What the exercise asks: Please return the passage from the Persipa Pati article word for word, beginning at the words "Persatuan Sepakbola Indonesia Pati, commonly" and stopping after the words "in Liga Nusantara.".

Persipa Pati
- Full name: Persatuan Sepakbola Indonesia Pati
- Nicknames: Laskar Saridin (Saridin's Warriors) ; Kebo Landoh (The Landoh Buffalo);
- Short name: PPA PSPA
- Founded: 19 April 1951; 75 years ago
- Ground: Joyokusumo Stadium Pati, Central Java
- Capacity: 10,000
- Owner: PT Laskar Saridin Pati
- Chairman: Joni Kurnianto
- Manager: Dian Dwi Budianto
- Coach: Eduard Tjong
- League: Liga Nusantara
- 2025–26: Liga Nusantara/Regular Round (Group A), 4th
| Home colours | Away colours | Third colours |

= Persipa Pati =

Indonesian football club

Persatuan Sepakbola Indonesia Pati, commonly known as Persipa Pati or Persipa, is an Indonesian professional football club based in Pati, Central Java. The club plays in Liga Nusantara.

==History==
Persipa Pati was established in the early days of independence in 1951, Laskar Saridin and Kebo Landoh were nicknames for them. Saridin is a figure who is known by the people of Pati. While the Kebo Landoh is Saridin's pet Buffalo which was said could not be penetrated by any weapon, their highest known honor is competing in the Liga Indonesia Premier Division. This is what Patifosi is longing for at the moment. In one match when Persipa was competing, a banner read "Bapak…!Rasane Divisi Utama Niku Pripun?" (Dad...! How does the Premier Division feels like?).

Dataset records:
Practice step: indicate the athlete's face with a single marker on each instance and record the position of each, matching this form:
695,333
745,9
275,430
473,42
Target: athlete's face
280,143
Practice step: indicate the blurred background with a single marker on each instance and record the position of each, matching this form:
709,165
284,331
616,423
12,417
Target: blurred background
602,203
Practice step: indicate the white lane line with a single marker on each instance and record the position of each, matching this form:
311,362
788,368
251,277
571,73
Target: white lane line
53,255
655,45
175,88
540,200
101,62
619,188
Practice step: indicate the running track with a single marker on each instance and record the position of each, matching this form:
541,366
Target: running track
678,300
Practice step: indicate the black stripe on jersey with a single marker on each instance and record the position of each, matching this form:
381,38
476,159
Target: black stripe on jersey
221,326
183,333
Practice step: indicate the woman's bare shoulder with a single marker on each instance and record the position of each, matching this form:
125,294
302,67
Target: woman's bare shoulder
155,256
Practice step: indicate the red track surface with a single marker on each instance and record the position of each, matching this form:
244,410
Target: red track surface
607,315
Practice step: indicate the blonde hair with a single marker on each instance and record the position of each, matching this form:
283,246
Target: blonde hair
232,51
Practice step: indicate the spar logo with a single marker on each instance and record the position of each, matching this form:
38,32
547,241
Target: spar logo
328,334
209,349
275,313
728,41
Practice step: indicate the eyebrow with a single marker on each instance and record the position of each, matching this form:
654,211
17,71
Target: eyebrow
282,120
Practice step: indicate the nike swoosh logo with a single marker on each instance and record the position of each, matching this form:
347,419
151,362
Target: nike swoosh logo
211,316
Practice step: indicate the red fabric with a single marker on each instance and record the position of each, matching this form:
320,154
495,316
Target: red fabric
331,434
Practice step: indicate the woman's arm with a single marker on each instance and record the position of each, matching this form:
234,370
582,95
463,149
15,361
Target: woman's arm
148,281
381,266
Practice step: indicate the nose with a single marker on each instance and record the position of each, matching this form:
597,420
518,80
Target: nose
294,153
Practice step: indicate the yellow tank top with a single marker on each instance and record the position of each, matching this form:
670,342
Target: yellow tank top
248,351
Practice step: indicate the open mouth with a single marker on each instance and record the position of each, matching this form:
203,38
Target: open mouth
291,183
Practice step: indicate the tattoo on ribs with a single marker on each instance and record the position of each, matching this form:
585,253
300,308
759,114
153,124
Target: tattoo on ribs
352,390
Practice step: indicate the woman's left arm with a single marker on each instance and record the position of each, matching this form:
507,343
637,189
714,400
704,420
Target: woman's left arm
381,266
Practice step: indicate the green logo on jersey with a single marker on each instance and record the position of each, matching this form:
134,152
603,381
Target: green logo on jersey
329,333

Expected answer:
Persatuan Sepakbola Indonesia Pati, commonly known as Persipa Pati or Persipa, is an Indonesian professional football club based in Pati, Central Java. The club plays in Liga Nusantara.